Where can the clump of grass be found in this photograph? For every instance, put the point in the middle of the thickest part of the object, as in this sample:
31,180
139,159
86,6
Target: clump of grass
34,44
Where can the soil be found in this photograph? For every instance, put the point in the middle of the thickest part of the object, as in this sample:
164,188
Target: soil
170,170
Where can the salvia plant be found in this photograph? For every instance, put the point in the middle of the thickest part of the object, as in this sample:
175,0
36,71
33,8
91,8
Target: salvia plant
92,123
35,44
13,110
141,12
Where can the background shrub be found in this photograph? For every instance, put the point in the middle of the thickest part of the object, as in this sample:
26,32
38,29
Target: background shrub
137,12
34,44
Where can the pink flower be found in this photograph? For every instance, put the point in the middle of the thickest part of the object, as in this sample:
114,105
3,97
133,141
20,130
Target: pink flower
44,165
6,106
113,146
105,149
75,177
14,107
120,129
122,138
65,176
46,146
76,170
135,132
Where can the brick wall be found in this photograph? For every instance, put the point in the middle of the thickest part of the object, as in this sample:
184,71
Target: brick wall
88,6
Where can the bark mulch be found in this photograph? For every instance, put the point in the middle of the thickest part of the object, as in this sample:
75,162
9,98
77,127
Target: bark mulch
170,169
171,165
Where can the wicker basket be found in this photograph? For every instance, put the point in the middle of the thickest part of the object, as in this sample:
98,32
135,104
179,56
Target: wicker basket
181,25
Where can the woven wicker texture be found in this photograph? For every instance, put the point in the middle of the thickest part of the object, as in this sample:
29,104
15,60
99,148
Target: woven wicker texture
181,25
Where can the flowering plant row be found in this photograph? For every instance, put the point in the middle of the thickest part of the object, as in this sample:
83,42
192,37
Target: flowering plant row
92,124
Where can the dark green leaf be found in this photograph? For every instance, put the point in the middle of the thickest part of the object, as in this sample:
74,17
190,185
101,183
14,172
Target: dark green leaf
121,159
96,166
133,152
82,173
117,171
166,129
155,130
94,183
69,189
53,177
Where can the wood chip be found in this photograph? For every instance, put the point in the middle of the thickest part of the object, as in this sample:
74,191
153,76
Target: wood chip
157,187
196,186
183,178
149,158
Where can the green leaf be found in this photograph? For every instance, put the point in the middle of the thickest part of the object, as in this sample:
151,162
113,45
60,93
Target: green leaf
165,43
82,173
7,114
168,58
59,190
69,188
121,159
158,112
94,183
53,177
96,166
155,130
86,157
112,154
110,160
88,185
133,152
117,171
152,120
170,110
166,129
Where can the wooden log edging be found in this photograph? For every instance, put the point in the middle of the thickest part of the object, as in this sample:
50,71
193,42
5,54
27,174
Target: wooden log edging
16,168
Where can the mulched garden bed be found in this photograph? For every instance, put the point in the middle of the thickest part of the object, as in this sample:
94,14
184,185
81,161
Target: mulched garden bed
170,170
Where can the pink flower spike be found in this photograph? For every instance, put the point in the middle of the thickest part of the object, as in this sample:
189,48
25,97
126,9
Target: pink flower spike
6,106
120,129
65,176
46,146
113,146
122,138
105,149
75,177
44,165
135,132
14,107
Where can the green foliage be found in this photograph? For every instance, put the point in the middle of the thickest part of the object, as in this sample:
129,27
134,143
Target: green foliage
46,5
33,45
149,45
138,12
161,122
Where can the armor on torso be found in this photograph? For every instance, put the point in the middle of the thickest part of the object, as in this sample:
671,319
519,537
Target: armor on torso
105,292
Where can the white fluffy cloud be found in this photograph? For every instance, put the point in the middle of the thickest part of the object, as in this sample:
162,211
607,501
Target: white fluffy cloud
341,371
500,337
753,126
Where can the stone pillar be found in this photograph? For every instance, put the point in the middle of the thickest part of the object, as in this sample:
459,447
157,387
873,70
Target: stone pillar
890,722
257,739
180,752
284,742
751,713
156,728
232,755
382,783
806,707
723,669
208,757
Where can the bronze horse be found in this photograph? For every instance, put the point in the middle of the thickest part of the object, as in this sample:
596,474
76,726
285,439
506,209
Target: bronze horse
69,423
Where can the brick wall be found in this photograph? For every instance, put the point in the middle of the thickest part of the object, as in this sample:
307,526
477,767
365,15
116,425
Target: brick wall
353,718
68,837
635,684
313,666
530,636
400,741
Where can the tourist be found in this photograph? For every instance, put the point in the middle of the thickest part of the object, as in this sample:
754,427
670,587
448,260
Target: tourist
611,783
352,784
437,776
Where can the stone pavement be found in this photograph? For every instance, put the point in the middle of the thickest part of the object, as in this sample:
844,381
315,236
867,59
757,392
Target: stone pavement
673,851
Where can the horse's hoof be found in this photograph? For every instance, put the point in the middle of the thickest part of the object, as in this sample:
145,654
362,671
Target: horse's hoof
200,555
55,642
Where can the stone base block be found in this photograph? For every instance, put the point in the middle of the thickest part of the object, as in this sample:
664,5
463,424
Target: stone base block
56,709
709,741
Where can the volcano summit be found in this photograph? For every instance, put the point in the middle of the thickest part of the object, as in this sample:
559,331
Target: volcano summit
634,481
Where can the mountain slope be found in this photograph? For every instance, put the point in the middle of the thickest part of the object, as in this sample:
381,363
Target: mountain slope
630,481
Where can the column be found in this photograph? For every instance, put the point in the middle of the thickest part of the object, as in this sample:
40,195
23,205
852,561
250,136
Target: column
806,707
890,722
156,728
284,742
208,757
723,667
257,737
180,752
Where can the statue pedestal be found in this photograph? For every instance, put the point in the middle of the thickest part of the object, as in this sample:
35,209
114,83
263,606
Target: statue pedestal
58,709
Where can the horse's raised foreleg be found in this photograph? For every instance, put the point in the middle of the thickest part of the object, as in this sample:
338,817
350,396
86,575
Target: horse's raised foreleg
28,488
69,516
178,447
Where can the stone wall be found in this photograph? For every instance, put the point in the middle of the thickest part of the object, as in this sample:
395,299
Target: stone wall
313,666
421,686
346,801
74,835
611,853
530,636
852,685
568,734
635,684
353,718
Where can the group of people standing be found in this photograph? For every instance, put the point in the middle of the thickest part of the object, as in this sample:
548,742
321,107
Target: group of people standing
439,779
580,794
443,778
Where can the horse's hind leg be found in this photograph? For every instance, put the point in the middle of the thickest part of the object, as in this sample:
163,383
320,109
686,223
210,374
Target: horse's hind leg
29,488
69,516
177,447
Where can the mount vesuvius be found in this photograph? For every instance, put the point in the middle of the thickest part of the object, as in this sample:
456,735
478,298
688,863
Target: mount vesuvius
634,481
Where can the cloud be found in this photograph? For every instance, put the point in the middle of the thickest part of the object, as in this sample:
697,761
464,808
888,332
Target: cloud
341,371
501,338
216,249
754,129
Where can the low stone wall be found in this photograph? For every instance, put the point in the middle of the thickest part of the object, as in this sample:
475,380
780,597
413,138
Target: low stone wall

****************************************

* WORK TASK: Repeat the data word for word.

* OUTPUT OF THE TASK:
Where can the clump of grass be found in this photograph? For every instance, put the point in the middle of the thickest part of the object, as in this sample:
31,180
139,159
86,6
Target: clump of grass
34,44
Where can the soil be found in this photograph? For every instance, put the point in the middle of the thickest part of the object, as in this sample:
164,188
Target: soil
170,170
Where can the salvia plant be found in this photograph? For every instance, put the point in the middle of the thickest part of the object, as in this sample:
175,0
36,71
33,8
91,8
Target: salvia plant
92,123
35,44
13,110
141,12
Where can the background shrub be found in this photograph? For every instance, put the point in the middle of the thickest part of the object, as in this sample:
26,32
38,29
Target: background shrub
137,12
34,44
Where can the pink flower be found in this photograph? For every instance, put the point in the middle of the thickest part of the object, as in this sample:
114,105
3,97
133,141
20,130
Target: pink flower
44,165
6,106
113,146
105,149
75,177
14,107
120,129
122,138
65,176
46,146
76,170
135,132
Where can the brick wall be found in this photograph? For every instance, put the point in the middle of the thickest part of the object, as in this sample:
184,71
Target: brick wall
88,6
Where can the bark mulch be found in this photograph? For every instance, put the point in the middle of the thickest part of the object, as in this sample:
75,162
9,98
77,127
Target: bark mulch
170,169
171,165
Where can the wicker basket be found in this photograph? For every instance, put the point in the middle of the thickest part of the object, as in this sample:
98,32
135,104
179,56
Target: wicker basket
181,25
Where can the woven wicker texture be found in this photograph? For every instance, put the point in the middle of the thickest part of the object, as in this sample:
29,104
15,60
99,148
Target: woven wicker texture
181,25
Where can the flowering plant row be found in this photograph? For every instance, put the point in the middle of the thickest part of the object, as in this sample:
83,42
192,37
Target: flowering plant row
92,124
Where can the dark green leaf be found in this photograph? For every instance, put the point in the middle of the thickest part of the object, as in this sample:
74,17
190,185
101,183
14,172
Target: dark green leaf
121,159
96,166
133,152
82,173
117,171
166,129
155,130
94,183
69,189
53,177
Where can the wood chip be found in this photograph? For every instance, put the point in the middle of the thickest part of the object, as in this sample:
74,191
153,76
Target: wood chip
157,187
196,186
183,178
149,158
Where can the green leaf be found in this photograph? For every instance, put the point in the middle of the thickest part of the object, as in this sample:
151,162
113,45
60,93
Target: green leaf
165,43
82,173
7,114
168,58
59,190
69,188
121,159
158,112
94,183
53,177
96,166
155,130
86,157
112,154
110,160
88,185
133,152
117,171
152,120
170,110
166,129
Where can the wooden log edging be found in this photograph? For every instance, put the point in the middle of the thickest part of the object, as in this sample:
50,71
193,42
5,54
27,174
Target: wooden log edging
16,168
Where can the mulched garden bed be found in this photograph? For every instance, put the point in the middle of the thickest part of the object, as in this sample:
94,14
184,185
81,161
Target: mulched garden bed
170,170
Where can the pink flower spike be found in this photograph? For every instance, put the point in the middle of the thickest part of the object, as in this sample:
189,48
25,97
126,9
Target: pink flower spike
6,106
120,129
65,176
46,146
113,146
122,138
105,149
75,177
44,165
135,132
14,107
Where can the green foliage be found in this photograph? For every instance, put the point in the middle of the thickest part of the object, as in this sample:
129,27
134,143
Target: green foliage
46,5
33,45
149,45
138,12
161,122
Where can the armor on torso be found in this photograph? For every instance, put the point in the middle of the thickest part of the object, as in this sample:
671,319
519,537
Target: armor on torso
105,292
Where can the white fluffy cloud be found in this photograph? For every instance, put the point in the middle of the thickest part of the object, as in this sample:
162,211
607,501
Target: white fluffy cloud
341,371
500,337
753,126
Where can the stone pillar be found in this photograph? For every instance, put the point in the middle of the thickest part of the object, as in this sample:
459,447
157,387
873,70
Target: stone pillar
890,722
257,739
180,752
284,742
751,713
156,728
232,755
382,783
806,707
723,669
208,757
Where can the bronze horse be found in this photograph? For every instance, put the point in the middle of the thickest part of the object, as in this sample:
596,474
76,726
285,439
506,209
Target: bronze horse
69,423
Where can the brick wall be found in this photograph? For every instance, put the point in the middle of the thickest part of the object, as in this sample:
307,526
477,767
365,15
116,425
Target: brick wall
353,718
68,837
635,684
313,666
530,636
400,741
Where can the tourist be found in this photograph? For every instance, put the point in the middle of the thickest part of the object, as in this sample:
754,427
670,587
448,260
Target: tourist
611,783
352,784
437,776
Where can the stone pavement be found in this photograph? For every instance, put the point in the middle of the thickest part of the object, as in this sample:
844,381
315,236
867,59
757,392
Target: stone pavement
673,851
Where can the horse's hoof be found in this photograph? For every instance, put the point in the middle of the thickest part of the object, as in this sample:
145,654
362,671
Target: horse's hoof
200,555
55,642
Where can the stone base block be found in this photograph? For every instance, put the point in the middle of the thickest part of the object, as in this sample:
664,5
463,424
Target: stone base block
56,709
709,741
Where can the volcano summit be found in this photograph? For every instance, put the point in the middle of the thickest part of the object, as in this sample:
559,331
Target: volcano summit
634,481
Where can the mountain slope be found in this photograph? For every instance, put the point in the middle of the thickest part of the object, as in this sample:
381,363
Target: mountain slope
630,481
Where can the column be found in this photograph? For every instance, put the point in the middle of the thickest part of the object, as in this sample:
40,195
23,205
852,561
250,136
Target: column
806,707
890,722
156,728
284,742
208,757
723,667
257,737
180,752
Where can the statue pedestal be found in this photograph? For every instance, put the point in the middle of the thickest part of the object, as in this sample:
35,209
114,83
263,606
Target: statue pedestal
58,709
Where can the horse's raised foreleg be found in this photograph? For every instance, put the point in the middle of the thickest part of the object, as in this sample:
338,817
350,396
86,575
Target: horse's raised foreleg
28,488
69,516
178,447
Where can the stone wall be found in this photograph? For every instance, put the point in the middle of the thickest part of the object, as in this sample:
395,299
Target: stone wall
313,666
421,686
346,801
74,835
611,853
530,636
852,685
568,734
635,684
353,718
Where can the group of people standing be found in this photograph? For every instance, put the point in the middle of the thickest part of the object, as in this sample:
548,742
321,107
Target: group of people standing
439,779
580,794
443,778
Where can the horse's hind leg be found in this photograph? For every instance, put the point in the middle of the thickest part of the object, as in this sample:
163,383
320,109
686,223
210,374
Target: horse's hind leg
29,488
69,516
177,447
Where can the mount vesuvius be found in this photograph? For every instance, put the point in the middle of the thickest part of the object, as in this sample:
456,735
478,298
688,863
Target: mount vesuvius
634,481
Where can the cloud be found in this photograph? For every instance, put the point in the middle of the thickest part of the object, as in this sample:
697,761
464,808
888,332
Target: cloud
341,371
501,338
216,249
754,129
Where can the low stone wall be found in this photograph? For every instance, put the point in the middle of the thickest part of the object, as in this sample:
475,380
780,597
413,138
Target: low stone wall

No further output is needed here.